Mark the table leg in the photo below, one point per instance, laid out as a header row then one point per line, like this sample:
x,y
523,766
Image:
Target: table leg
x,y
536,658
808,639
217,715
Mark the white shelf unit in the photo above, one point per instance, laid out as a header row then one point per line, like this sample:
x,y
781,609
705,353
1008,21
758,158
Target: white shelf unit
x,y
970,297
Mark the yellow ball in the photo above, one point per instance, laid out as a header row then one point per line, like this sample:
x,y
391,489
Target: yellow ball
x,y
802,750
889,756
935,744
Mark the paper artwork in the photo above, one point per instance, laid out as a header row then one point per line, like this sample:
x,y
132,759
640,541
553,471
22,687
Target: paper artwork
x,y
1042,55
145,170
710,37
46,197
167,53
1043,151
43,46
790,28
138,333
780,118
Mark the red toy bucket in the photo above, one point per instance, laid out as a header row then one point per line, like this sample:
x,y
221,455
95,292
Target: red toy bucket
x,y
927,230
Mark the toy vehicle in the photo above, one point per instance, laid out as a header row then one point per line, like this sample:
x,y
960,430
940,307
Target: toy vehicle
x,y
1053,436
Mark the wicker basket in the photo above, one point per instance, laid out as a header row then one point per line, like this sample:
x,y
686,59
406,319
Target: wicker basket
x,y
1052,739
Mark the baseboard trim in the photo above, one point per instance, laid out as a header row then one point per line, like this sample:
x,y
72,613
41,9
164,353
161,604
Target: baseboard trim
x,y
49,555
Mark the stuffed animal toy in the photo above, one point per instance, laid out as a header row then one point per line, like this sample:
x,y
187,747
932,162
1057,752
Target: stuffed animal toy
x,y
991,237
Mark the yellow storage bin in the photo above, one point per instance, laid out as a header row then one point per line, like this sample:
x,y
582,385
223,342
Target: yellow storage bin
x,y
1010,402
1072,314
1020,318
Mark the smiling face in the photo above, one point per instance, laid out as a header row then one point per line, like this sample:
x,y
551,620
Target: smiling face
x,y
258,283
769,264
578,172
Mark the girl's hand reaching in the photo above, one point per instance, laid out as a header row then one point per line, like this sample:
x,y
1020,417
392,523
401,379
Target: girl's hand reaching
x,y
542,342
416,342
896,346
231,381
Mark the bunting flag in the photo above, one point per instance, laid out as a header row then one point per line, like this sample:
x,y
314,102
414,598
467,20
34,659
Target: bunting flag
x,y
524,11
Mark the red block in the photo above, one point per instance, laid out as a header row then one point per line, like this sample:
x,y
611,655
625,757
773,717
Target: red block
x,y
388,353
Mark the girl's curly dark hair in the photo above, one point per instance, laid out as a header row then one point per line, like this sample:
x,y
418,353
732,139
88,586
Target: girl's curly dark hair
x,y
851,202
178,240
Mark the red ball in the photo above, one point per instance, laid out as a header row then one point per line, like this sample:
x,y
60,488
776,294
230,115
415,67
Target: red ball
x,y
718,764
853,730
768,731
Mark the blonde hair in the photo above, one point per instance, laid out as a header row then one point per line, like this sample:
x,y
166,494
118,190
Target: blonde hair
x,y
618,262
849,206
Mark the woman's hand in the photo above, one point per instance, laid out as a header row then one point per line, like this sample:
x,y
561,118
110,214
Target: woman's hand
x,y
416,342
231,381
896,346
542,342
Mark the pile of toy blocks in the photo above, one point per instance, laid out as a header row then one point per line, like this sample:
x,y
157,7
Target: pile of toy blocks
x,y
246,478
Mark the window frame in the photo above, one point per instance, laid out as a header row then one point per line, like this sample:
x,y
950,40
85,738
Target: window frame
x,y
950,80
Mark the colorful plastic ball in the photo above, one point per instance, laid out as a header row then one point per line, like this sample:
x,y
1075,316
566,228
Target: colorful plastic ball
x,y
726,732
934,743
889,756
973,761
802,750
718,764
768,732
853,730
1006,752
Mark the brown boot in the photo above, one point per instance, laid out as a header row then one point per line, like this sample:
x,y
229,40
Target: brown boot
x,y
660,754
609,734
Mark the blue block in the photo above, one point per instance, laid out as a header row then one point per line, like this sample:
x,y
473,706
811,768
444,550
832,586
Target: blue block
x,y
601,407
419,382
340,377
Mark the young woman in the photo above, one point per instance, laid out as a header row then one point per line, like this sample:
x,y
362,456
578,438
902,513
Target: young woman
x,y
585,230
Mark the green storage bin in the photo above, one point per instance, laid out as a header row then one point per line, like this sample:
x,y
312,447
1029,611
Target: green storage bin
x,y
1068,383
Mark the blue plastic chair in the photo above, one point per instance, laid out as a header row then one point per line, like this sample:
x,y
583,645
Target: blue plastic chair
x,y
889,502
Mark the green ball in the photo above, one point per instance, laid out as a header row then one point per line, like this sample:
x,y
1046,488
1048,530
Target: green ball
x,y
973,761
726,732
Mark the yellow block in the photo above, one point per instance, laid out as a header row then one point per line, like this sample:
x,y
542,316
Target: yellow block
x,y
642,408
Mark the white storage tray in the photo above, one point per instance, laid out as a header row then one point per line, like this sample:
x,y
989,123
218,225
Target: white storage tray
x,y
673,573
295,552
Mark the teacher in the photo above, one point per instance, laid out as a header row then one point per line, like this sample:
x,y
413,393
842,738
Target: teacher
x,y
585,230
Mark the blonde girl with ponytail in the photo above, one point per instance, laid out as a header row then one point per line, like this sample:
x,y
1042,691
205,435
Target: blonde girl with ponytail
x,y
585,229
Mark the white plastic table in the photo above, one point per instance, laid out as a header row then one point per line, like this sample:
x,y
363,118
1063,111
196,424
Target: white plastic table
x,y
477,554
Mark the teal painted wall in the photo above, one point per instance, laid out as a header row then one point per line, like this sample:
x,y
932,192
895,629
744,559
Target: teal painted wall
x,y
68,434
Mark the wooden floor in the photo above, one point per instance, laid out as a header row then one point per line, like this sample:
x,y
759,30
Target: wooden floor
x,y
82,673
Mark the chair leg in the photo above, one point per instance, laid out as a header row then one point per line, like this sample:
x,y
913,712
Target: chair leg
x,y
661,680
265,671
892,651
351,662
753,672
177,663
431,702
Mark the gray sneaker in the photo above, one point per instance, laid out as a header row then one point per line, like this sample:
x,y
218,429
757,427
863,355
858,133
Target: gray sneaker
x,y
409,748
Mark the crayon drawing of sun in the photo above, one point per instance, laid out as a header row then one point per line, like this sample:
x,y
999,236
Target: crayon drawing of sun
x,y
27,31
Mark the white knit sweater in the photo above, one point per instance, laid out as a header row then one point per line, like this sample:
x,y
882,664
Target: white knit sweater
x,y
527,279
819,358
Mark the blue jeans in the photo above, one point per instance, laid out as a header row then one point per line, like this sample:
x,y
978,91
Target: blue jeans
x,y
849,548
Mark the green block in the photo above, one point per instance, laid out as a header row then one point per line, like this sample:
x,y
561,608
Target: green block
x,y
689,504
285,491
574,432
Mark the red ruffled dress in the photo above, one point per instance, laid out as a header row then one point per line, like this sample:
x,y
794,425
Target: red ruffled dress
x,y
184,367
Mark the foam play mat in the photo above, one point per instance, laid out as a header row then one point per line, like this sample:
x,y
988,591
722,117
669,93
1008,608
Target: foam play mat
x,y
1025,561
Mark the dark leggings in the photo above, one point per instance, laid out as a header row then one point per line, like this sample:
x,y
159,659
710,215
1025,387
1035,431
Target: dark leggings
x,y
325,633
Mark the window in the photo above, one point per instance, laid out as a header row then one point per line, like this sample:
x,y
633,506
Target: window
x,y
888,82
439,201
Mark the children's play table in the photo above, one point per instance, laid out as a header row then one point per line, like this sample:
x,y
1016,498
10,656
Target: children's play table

» **EXERCISE AIM**: Reproduce each line of the material exactly as given.

» **TASK ANSWER**:
Mark the table leg in the photo below, one point per instance, laid out as a header row then one point per line, like this sample:
x,y
523,766
Image:
Target: table leg
x,y
536,658
808,639
217,715
Mark the white shelf unit in the photo above, one point per instance, laid out as a header row then one point per line, like this sample:
x,y
781,609
705,353
1008,21
758,158
Target: white shelf unit
x,y
970,297
Mark the yellow ball in the photo above, one point per instance, laid out as a header row then one point per line, like this sample:
x,y
391,489
Target: yellow ball
x,y
802,750
889,756
935,744
Mark the paper artwork in the photo above, one point per instance, laid out as a header row then one point per line, like this sample:
x,y
132,759
640,541
553,471
22,687
Target: paper artwork
x,y
1042,55
145,170
710,37
46,197
167,53
1043,151
43,46
790,28
138,333
780,118
Mark the red toy bucket in the photo above, one point per instance, laid out as a header row then one point per line, like this sample:
x,y
221,455
95,292
Target: red toy bucket
x,y
927,230
Mark the toy vehicle in the photo above, one point per instance, laid out as a header row then one point per line, like this sample:
x,y
960,430
940,307
Target: toy vehicle
x,y
1053,436
Mark the wicker basket in the photo above, one point per instance, laid out as a header row then one point per line, like this sample:
x,y
686,59
406,319
Target: wicker basket
x,y
1052,739
Mark the baseboard trim in the photo above, one point per instance, laid out as a header row then one point per line, like this sample:
x,y
72,613
41,9
164,353
161,604
Target: baseboard trim
x,y
49,555
Mark the stuffed animal toy in the photo above, one point per instance, laid out as a header row then one point per line, like this sample:
x,y
187,747
932,162
1057,752
Target: stuffed animal toy
x,y
991,237
Mark the yellow storage bin in the photo above, one point per instance, laid out as a header row then one point per line, like this sample:
x,y
582,385
223,342
Target: yellow storage bin
x,y
1010,402
1072,314
1020,318
Mark the smiling face in the photo above, one point per instance, laid out as a header row then one point per line, like this sample:
x,y
551,620
Target: smiling face
x,y
258,283
769,264
578,172
Mark the girl's hand reaching in the photo above, one point per instance, laid out as a header row then one point per line, like this sample:
x,y
1020,417
392,523
401,379
Target: girl's hand reaching
x,y
542,342
416,342
896,346
231,381
Mark the bunting flag in the photo above, one point per instance, laid out as a header row then one point per line, like this sample:
x,y
314,102
414,598
467,20
34,659
Target: bunting flag
x,y
524,11
Mark the red block in the photo above, one point per instance, laid out as a header row then one point per line, like this sample:
x,y
611,655
625,757
773,717
Target: red block
x,y
388,353
Mark the girl's curly dark hair in the photo above, one point per instance, laid out as a header row then one point per line, like this sample:
x,y
418,353
732,139
88,586
Target: girl's curly dark hair
x,y
851,202
178,240
Mark the red ball in the photo above, one point per instance, laid out as a header row then one point per line, like this sample:
x,y
60,488
776,294
230,115
415,67
Target: red ball
x,y
718,764
853,730
768,731
Mark the blonde hair in the photo above, one point per instance, laid out as a header row then one point per line, like this sample:
x,y
166,494
118,190
Target: blonde hair
x,y
618,262
849,206
Mark the woman's hand in the photo above, one point per instance, laid out as a header row then one point per line, like this sample:
x,y
561,118
110,214
Target: woman's hand
x,y
416,342
231,381
896,346
542,342
Mark the pile of toy blocks in the photo above, one point per instance, laid out as a header row then one point per line, like this sample:
x,y
157,7
Target: pile of toy blocks
x,y
246,478
Mark the window frame in the photo above, one point per instance, laid out as a header row then one point per line, like this sample:
x,y
950,40
85,738
Target: window frame
x,y
950,80
Mark the colorful plastic ball in the photo above, one point per instance, laid out as a header row then one point per line, like this sample:
x,y
1075,316
566,228
Target: colorful plastic ball
x,y
726,732
934,743
889,756
973,761
802,750
718,764
768,732
853,730
1006,752
Mark the brown boot in the photo above, one point per instance, laid out as a header row then one point per line, like this sample:
x,y
229,40
Target: brown boot
x,y
660,754
609,734
Mark the blue block in the photo above, one point per instance, laid out as a header row then one point per line, like this sample:
x,y
473,706
811,768
444,550
832,586
Target: blue block
x,y
601,407
419,382
340,377
Mark the young woman in the photo above, one point per instance, laid out as a header row then one point per line, like this sample:
x,y
362,456
578,438
902,513
Target: young woman
x,y
585,230
Mark the green storage bin in the photo above, one point per instance, laid out as a header row then one point per line, like this sample:
x,y
312,447
1029,611
Target: green storage bin
x,y
1068,383
Mark the blue plastic chair in the photo above, one point per instance, laid out as a header row then one point per line, like this sample:
x,y
583,645
Target: blue plastic chair
x,y
889,502
Mark the green ball in the photo above, one point per instance, laid out as a header row then one point per line, like this sample:
x,y
1046,488
1048,530
Target: green ball
x,y
973,761
726,732
Mark the yellow block in the photo above, one point per instance, laid out as a header row then one point per line, like this sample:
x,y
542,316
Target: yellow block
x,y
642,408
Mark the white storage tray in the photo above, one point per instance, laid out as a header row then one point per line, like this sample:
x,y
989,123
218,225
Target: white storage tray
x,y
673,573
295,552
Mark the teacher in the photo above, one point per instance, laid out as a header row then one point per line, like this sample:
x,y
413,393
842,738
Target: teacher
x,y
585,230
Mark the blonde girl with ponytail in the photo above, one point per instance, laid out as a header row then one point per line, like this sample:
x,y
1042,691
205,435
Target: blonde girl with ponytail
x,y
585,229
Mark the white plastic table in the photo above, one point per instance, laid out as a header row then one point per line, like this sample:
x,y
363,118
1063,111
196,424
Target: white plastic table
x,y
477,554
Mark the teal painted wall in the photo above, one point per instance, laid out as a header row then one point per line, like this sample:
x,y
932,192
895,629
744,559
Target: teal painted wall
x,y
68,434
Mark the wooden floor in the photo above, one point per instance, laid out as a header row then one point per line, like this sample:
x,y
759,30
Target: wooden floor
x,y
82,673
Mark the chair leg in the photo above, one point per instance, laid out as a header row then one point per line, like this sample:
x,y
913,712
Target: chair leg
x,y
661,680
265,671
892,651
351,662
753,672
177,663
431,702
Mark the gray sneaker in the photo above, one point per instance, laid out as a header row then one point per line, like this sample:
x,y
218,429
757,427
863,355
858,133
Target: gray sneaker
x,y
409,748
Mark the crayon drawing of sun in the photo above, one point per instance, laid out as a header row then one point per line, like this sample:
x,y
999,236
Target: crayon drawing of sun
x,y
27,31
Mark the white knit sweater in the photo above, one point per instance, laid out as a header row then one point per line, like this sample:
x,y
882,664
Target: white knit sweater
x,y
527,279
819,358
Mark the blue jeans in the photo above, one point per instance, laid out as a header row then one point per line, like this sample:
x,y
978,91
Target: blue jeans
x,y
849,548
Mark the green block in the photo above, one point per instance, laid out as a header row then one point per line, like this sample:
x,y
561,608
Target: green block
x,y
689,504
285,491
574,432
Mark the red ruffled dress in the photo above, one point per instance, laid out as a header row then one point per line, like this sample:
x,y
794,425
Target: red ruffled dress
x,y
184,367
Mark the foam play mat in the photo above, one point per instance, laid out as a header row then one point per line, like this sample:
x,y
988,591
722,117
669,93
1008,608
Target: foam play mat
x,y
1025,561
Mark the dark leggings in the photo above, one point per instance, laid out as a header row then one point per line, like this sample:
x,y
159,659
710,215
1025,387
1035,431
Target: dark leggings
x,y
325,633
Mark the window in the photo above, one point per instance, laid out as a header row then one point per line, like this sample:
x,y
633,506
Target: window
x,y
888,82
439,201
Mark the children's play table in the photo above, one point per instance, laid out as a header row then one point per line, like this sample:
x,y
1016,498
10,656
Target: children's play table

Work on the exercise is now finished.